◆ Data shown:
========================================================================
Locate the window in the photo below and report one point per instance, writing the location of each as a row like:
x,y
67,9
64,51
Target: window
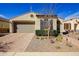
x,y
45,23
31,15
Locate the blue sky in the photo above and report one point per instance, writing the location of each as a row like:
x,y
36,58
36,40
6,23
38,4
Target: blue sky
x,y
63,10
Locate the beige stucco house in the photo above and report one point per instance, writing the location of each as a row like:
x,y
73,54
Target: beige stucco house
x,y
72,24
29,22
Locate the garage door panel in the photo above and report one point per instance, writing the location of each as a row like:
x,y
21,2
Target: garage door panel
x,y
25,28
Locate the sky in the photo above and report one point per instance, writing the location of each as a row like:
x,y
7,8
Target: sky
x,y
63,10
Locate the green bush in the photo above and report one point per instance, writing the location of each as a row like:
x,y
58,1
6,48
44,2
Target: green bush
x,y
45,33
41,32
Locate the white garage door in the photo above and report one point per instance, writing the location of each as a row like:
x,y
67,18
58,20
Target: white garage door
x,y
25,28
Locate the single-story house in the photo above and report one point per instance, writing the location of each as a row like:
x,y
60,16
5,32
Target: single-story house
x,y
4,25
30,22
72,24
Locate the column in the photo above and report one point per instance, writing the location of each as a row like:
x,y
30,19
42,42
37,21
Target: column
x,y
62,27
37,24
72,26
11,27
54,24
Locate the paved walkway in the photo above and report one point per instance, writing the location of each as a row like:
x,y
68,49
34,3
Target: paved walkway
x,y
20,41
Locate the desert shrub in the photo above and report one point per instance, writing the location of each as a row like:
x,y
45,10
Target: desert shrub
x,y
59,38
45,33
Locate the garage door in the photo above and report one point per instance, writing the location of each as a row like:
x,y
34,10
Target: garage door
x,y
25,28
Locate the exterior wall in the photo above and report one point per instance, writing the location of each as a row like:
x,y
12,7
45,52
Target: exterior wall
x,y
62,27
4,27
54,24
11,27
37,24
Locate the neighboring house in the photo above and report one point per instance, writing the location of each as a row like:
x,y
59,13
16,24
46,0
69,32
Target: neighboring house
x,y
72,24
4,25
28,23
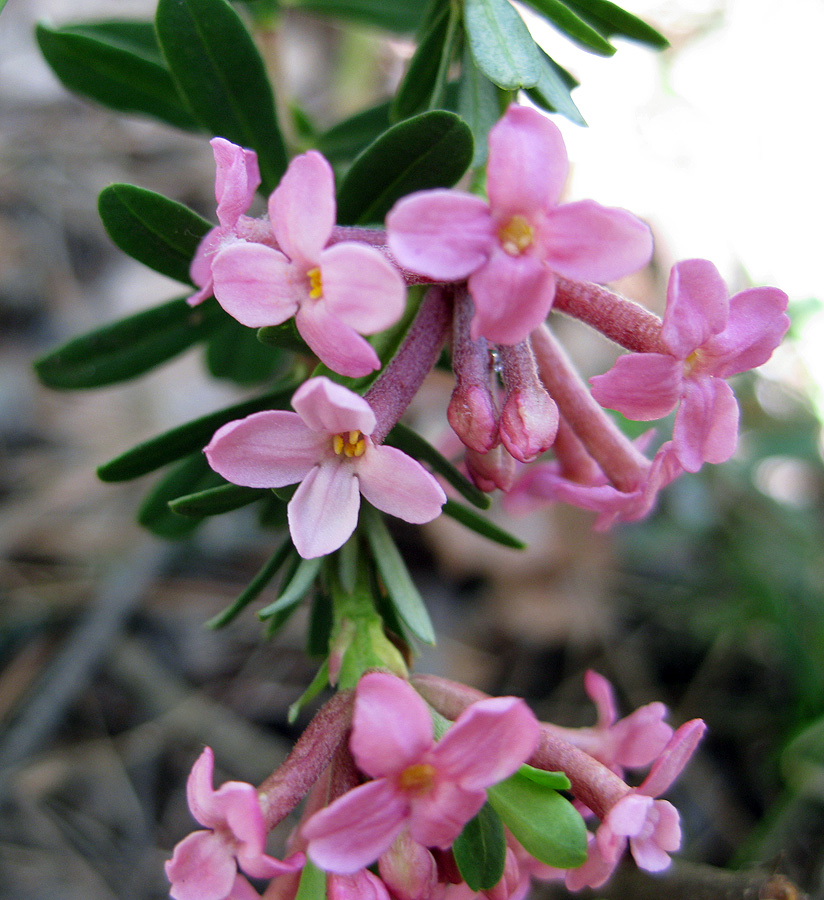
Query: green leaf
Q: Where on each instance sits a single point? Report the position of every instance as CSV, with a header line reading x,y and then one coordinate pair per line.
x,y
128,348
573,26
545,823
191,475
270,568
611,19
219,71
404,438
156,231
424,83
482,526
480,850
234,352
117,64
501,45
553,91
215,501
296,589
427,151
172,445
392,15
402,592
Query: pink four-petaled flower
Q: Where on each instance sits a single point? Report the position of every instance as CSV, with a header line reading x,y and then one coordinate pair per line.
x,y
336,294
432,788
709,337
205,864
325,445
511,248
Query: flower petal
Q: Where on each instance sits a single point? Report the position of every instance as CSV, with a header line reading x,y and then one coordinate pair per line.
x,y
391,727
354,830
272,448
641,386
331,408
335,344
302,208
445,235
255,284
527,163
324,511
361,287
697,306
587,241
399,485
488,742
512,296
706,425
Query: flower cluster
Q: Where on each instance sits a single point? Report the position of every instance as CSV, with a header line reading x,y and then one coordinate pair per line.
x,y
387,793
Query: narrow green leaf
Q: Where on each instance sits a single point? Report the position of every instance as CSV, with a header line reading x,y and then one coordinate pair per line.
x,y
545,823
172,445
117,64
270,568
215,501
402,592
480,850
611,19
296,589
156,231
128,348
501,45
411,442
573,26
219,71
427,151
191,475
482,526
553,91
402,16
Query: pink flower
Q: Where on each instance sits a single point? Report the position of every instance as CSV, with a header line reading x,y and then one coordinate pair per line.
x,y
325,445
511,247
432,788
709,337
336,293
204,865
237,179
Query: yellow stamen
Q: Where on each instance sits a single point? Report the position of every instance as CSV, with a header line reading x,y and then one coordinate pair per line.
x,y
315,285
516,236
417,779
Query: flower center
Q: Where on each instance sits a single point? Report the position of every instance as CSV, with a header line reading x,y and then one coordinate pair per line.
x,y
315,284
516,236
349,444
417,779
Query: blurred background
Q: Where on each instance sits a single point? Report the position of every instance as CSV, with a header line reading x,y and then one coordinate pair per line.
x,y
109,683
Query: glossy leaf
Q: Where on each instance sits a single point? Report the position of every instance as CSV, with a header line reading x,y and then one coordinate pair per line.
x,y
118,64
219,71
545,823
610,19
264,575
501,45
477,523
128,348
401,16
480,850
573,26
191,475
431,150
411,442
156,231
403,594
172,445
553,91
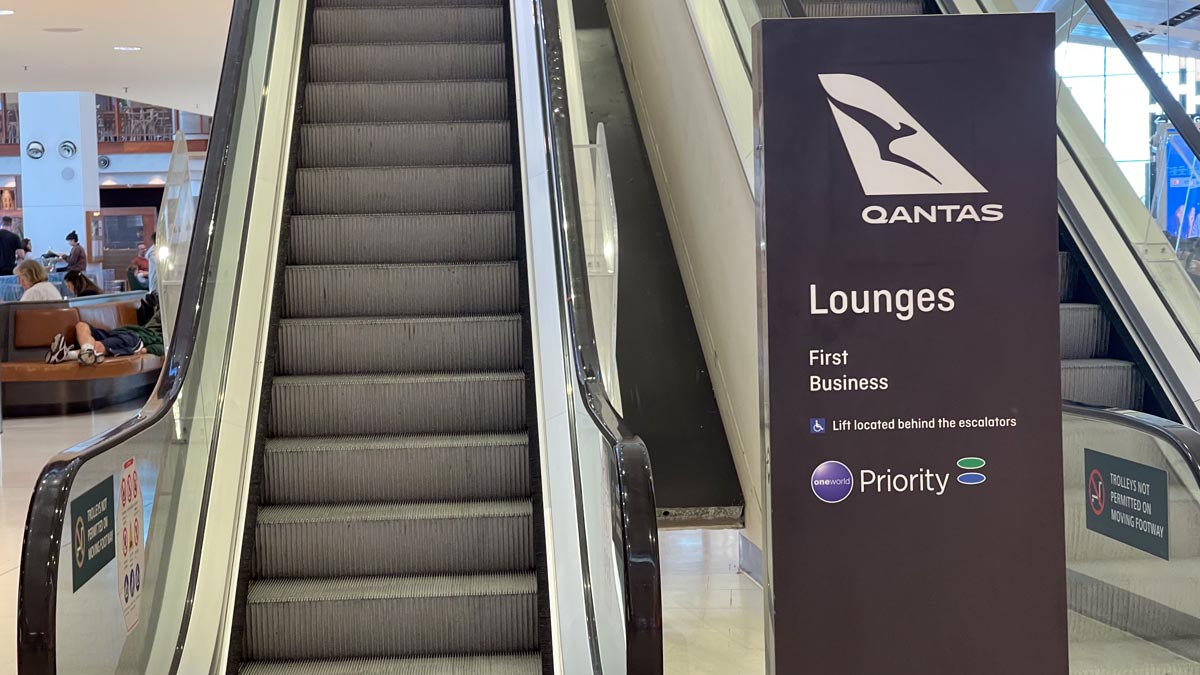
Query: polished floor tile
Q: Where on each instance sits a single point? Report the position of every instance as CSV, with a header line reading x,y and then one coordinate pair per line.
x,y
27,443
712,614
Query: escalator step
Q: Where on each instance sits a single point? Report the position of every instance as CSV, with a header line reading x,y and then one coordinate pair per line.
x,y
397,404
406,101
361,539
1066,276
411,61
400,469
407,24
863,7
412,238
1102,382
405,144
1084,330
391,616
316,346
378,290
522,664
393,190
407,3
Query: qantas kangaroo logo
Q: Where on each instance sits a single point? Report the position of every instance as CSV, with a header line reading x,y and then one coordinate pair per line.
x,y
892,153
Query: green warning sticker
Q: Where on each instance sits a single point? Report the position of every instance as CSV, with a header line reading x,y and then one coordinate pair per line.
x,y
93,532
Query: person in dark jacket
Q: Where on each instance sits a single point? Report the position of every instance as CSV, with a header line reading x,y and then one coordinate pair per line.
x,y
81,285
77,258
10,243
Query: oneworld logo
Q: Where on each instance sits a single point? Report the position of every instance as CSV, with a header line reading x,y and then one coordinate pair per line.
x,y
894,155
833,481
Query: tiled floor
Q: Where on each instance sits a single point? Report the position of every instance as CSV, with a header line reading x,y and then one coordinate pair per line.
x,y
712,614
25,444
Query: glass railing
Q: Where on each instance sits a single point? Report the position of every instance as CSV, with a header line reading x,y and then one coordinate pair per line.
x,y
613,483
1149,181
1132,505
598,207
1138,173
113,533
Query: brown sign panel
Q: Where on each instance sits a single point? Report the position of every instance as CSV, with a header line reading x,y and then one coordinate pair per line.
x,y
909,230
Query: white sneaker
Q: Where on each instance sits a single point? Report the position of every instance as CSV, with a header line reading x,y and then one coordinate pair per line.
x,y
58,352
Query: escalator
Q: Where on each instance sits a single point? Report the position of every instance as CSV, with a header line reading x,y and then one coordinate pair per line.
x,y
397,509
383,383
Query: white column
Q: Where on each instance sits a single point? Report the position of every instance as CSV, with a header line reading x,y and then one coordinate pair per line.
x,y
58,193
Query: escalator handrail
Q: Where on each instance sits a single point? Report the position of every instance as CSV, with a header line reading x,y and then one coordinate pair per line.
x,y
1181,437
643,602
36,603
1171,107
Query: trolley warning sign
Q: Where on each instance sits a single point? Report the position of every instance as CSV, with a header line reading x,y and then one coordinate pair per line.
x,y
131,553
1128,502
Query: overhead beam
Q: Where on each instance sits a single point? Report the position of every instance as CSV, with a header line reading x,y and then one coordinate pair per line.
x,y
1185,16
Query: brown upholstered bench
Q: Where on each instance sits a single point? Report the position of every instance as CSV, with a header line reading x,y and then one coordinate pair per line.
x,y
34,387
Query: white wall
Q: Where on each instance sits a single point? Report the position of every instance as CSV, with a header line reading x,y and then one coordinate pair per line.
x,y
57,192
709,208
132,169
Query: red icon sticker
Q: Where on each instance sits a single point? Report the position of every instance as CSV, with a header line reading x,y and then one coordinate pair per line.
x,y
1096,493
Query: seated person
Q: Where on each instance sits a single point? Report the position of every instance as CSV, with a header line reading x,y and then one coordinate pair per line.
x,y
81,286
96,344
36,284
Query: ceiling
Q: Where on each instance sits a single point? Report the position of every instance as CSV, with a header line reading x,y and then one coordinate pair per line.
x,y
1138,16
183,45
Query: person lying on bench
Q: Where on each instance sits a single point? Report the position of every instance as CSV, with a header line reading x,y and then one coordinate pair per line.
x,y
96,344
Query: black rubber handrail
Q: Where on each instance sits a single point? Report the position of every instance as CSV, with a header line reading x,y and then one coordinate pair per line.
x,y
36,602
1181,437
639,514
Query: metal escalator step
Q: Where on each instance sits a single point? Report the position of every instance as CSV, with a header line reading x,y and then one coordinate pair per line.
x,y
407,24
401,290
863,7
409,238
393,190
1084,330
316,346
406,101
411,61
1102,382
405,144
1066,276
399,469
408,3
389,616
397,404
499,664
377,539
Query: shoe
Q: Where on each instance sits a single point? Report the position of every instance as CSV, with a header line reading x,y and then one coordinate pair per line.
x,y
58,352
89,357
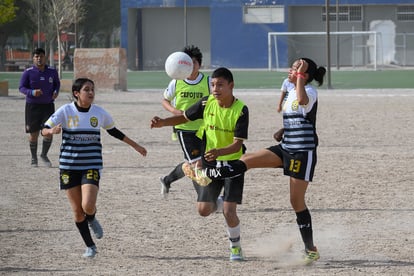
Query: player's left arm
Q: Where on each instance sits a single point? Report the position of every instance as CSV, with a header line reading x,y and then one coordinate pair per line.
x,y
240,135
56,85
121,136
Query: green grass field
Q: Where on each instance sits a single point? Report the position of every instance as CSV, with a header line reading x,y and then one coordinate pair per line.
x,y
257,79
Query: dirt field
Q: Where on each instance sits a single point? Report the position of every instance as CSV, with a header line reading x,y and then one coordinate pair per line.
x,y
361,199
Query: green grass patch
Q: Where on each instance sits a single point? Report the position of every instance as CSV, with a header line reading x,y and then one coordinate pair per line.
x,y
262,79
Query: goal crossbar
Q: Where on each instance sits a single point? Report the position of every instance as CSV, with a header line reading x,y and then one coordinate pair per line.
x,y
275,34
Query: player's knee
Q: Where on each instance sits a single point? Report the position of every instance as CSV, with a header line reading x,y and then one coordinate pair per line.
x,y
88,208
204,210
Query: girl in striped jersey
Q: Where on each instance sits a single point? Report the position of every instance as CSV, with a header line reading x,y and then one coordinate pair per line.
x,y
80,160
296,153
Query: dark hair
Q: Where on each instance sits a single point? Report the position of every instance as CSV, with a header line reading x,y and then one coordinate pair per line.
x,y
315,72
222,73
194,52
78,84
38,51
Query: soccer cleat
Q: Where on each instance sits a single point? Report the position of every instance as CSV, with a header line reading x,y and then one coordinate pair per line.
x,y
96,228
219,204
46,161
236,253
34,163
90,252
311,256
165,188
196,175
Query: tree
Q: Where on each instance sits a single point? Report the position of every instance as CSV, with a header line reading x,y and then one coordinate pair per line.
x,y
20,24
7,11
62,15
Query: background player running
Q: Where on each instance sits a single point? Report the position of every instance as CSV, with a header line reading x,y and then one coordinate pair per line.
x,y
178,97
40,83
81,155
225,127
296,153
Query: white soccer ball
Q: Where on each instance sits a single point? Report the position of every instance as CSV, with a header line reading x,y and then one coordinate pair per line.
x,y
178,65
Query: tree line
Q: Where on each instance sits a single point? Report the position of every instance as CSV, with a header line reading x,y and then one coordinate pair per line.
x,y
93,23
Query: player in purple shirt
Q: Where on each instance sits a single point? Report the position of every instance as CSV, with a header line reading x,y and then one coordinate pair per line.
x,y
40,83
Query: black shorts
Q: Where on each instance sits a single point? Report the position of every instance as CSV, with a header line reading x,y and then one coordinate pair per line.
x,y
72,178
233,189
190,144
36,115
300,165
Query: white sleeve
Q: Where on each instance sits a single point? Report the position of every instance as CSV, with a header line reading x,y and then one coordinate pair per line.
x,y
169,92
312,96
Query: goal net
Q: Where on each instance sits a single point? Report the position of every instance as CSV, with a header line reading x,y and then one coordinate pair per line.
x,y
347,49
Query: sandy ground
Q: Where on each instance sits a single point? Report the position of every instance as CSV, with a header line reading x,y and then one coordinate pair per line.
x,y
360,200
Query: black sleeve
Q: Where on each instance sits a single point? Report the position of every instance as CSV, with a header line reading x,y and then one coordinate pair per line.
x,y
196,111
116,133
242,125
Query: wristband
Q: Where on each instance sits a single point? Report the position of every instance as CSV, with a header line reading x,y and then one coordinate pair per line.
x,y
300,75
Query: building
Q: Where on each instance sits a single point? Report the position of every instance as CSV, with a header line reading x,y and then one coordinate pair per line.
x,y
234,33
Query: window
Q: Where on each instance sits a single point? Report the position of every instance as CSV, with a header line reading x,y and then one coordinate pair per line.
x,y
263,14
405,13
345,13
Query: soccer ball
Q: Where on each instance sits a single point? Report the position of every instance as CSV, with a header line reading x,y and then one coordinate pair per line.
x,y
178,65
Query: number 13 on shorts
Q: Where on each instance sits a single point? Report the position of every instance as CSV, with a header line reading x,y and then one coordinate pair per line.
x,y
295,165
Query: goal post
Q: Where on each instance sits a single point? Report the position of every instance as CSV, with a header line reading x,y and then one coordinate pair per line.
x,y
353,49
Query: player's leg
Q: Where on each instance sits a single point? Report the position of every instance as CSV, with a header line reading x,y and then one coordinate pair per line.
x,y
233,194
31,121
263,158
191,147
207,197
298,189
74,196
33,137
90,188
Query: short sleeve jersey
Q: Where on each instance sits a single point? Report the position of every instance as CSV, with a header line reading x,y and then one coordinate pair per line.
x,y
220,125
299,122
184,93
81,147
287,86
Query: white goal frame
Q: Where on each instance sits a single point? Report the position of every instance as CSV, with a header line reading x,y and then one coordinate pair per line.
x,y
274,35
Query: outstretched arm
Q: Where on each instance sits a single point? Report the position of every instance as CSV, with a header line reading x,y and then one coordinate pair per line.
x,y
121,136
50,131
135,145
157,122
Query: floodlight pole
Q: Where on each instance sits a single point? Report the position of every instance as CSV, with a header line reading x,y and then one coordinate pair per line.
x,y
185,23
328,45
38,23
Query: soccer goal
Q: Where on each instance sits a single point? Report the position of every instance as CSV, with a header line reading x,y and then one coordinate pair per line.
x,y
348,49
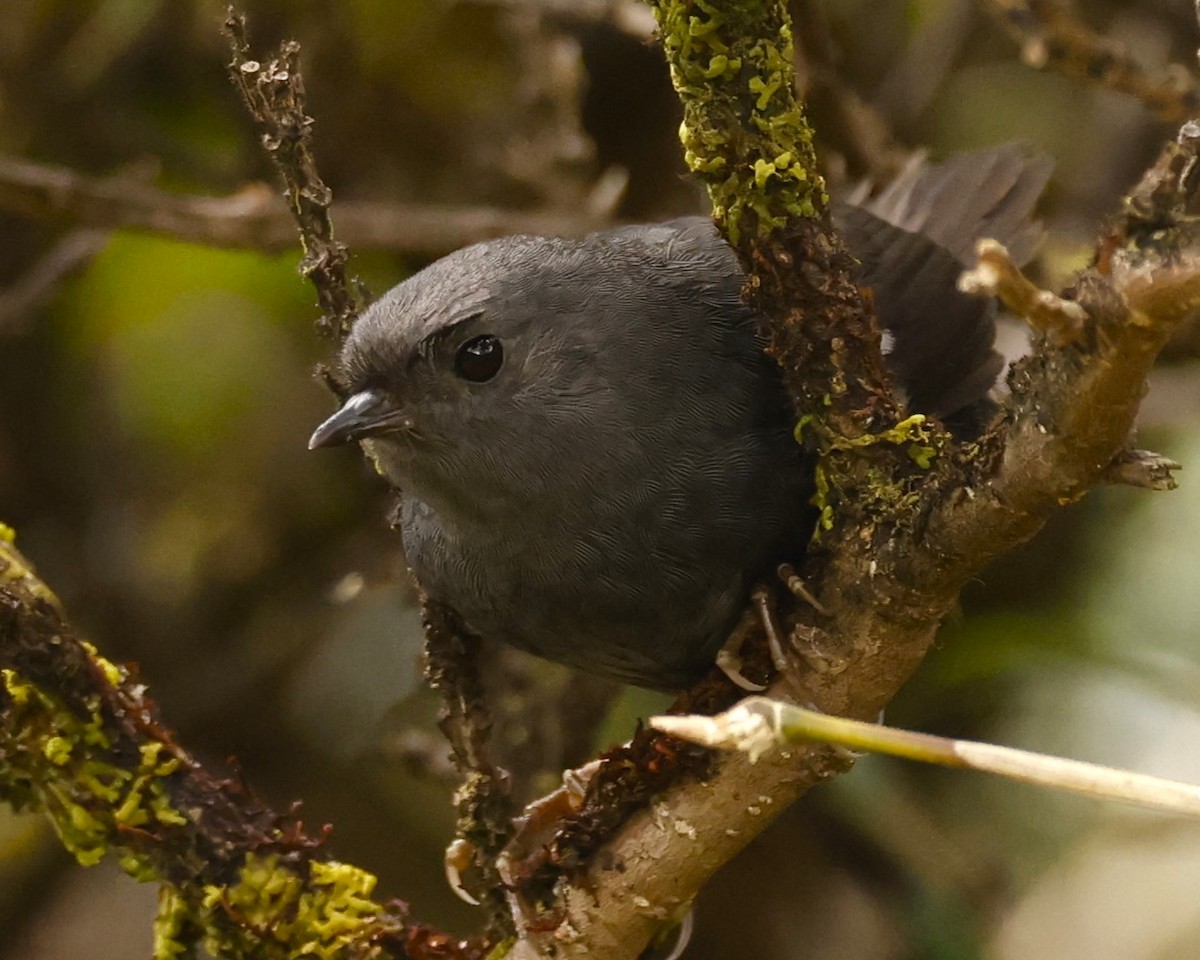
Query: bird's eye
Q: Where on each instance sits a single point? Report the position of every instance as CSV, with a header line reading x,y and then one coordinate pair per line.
x,y
479,359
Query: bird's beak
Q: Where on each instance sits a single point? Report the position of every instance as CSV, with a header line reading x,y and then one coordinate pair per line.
x,y
366,414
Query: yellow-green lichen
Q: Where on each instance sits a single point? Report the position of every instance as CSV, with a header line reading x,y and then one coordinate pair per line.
x,y
322,918
912,433
88,793
743,130
172,925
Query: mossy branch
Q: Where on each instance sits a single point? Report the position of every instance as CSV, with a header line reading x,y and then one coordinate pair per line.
x,y
82,742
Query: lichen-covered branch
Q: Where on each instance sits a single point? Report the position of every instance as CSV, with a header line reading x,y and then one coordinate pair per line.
x,y
274,94
900,541
82,742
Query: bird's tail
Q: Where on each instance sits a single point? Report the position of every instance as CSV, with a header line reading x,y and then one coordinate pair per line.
x,y
915,239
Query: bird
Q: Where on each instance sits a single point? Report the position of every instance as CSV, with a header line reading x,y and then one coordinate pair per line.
x,y
595,460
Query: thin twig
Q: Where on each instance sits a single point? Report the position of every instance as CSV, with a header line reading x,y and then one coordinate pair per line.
x,y
274,94
759,724
256,217
997,275
71,255
1054,40
484,801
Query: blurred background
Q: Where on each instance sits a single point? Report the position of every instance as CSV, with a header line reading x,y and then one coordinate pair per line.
x,y
157,396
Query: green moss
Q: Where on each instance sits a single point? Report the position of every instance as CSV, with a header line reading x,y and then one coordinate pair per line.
x,y
913,433
731,64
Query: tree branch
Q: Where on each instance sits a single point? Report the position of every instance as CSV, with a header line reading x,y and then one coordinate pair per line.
x,y
901,541
81,741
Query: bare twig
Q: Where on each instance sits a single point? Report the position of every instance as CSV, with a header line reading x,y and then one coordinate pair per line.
x,y
1054,40
274,95
997,275
256,217
71,255
757,725
485,802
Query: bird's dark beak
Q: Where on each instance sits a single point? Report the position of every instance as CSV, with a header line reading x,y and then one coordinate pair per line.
x,y
366,414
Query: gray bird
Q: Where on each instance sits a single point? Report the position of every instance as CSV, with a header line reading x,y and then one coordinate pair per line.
x,y
594,457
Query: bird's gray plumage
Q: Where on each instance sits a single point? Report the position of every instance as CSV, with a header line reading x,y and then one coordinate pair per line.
x,y
609,497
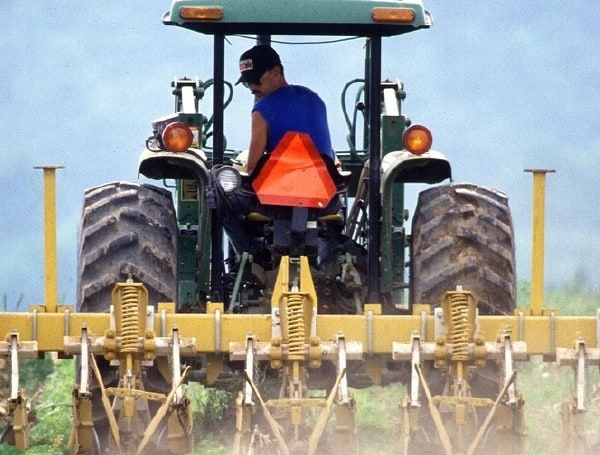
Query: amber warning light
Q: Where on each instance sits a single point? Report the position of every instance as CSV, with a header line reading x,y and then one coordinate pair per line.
x,y
201,13
177,137
417,139
393,15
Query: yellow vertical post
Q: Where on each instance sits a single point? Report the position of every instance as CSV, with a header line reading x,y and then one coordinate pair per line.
x,y
50,262
537,254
========================================================================
◆ Task instructions: Transcribe exactly the line containing "Query: amber warning light" and all remaining lines of the material, ending with the last one.

◆ Correct response:
Query: amber warning light
Q: Where on each instance sits a single point? Report the position of every instance as CSV, with a header line reading x,y and then one coordinate pair per line.
x,y
201,13
177,137
417,139
393,15
Query: yellow vertical post
Q: Where on each instance sits a single point? Report the position of every instance as CSV, with a header line reading x,y and then one coordinate pair per line.
x,y
50,262
537,254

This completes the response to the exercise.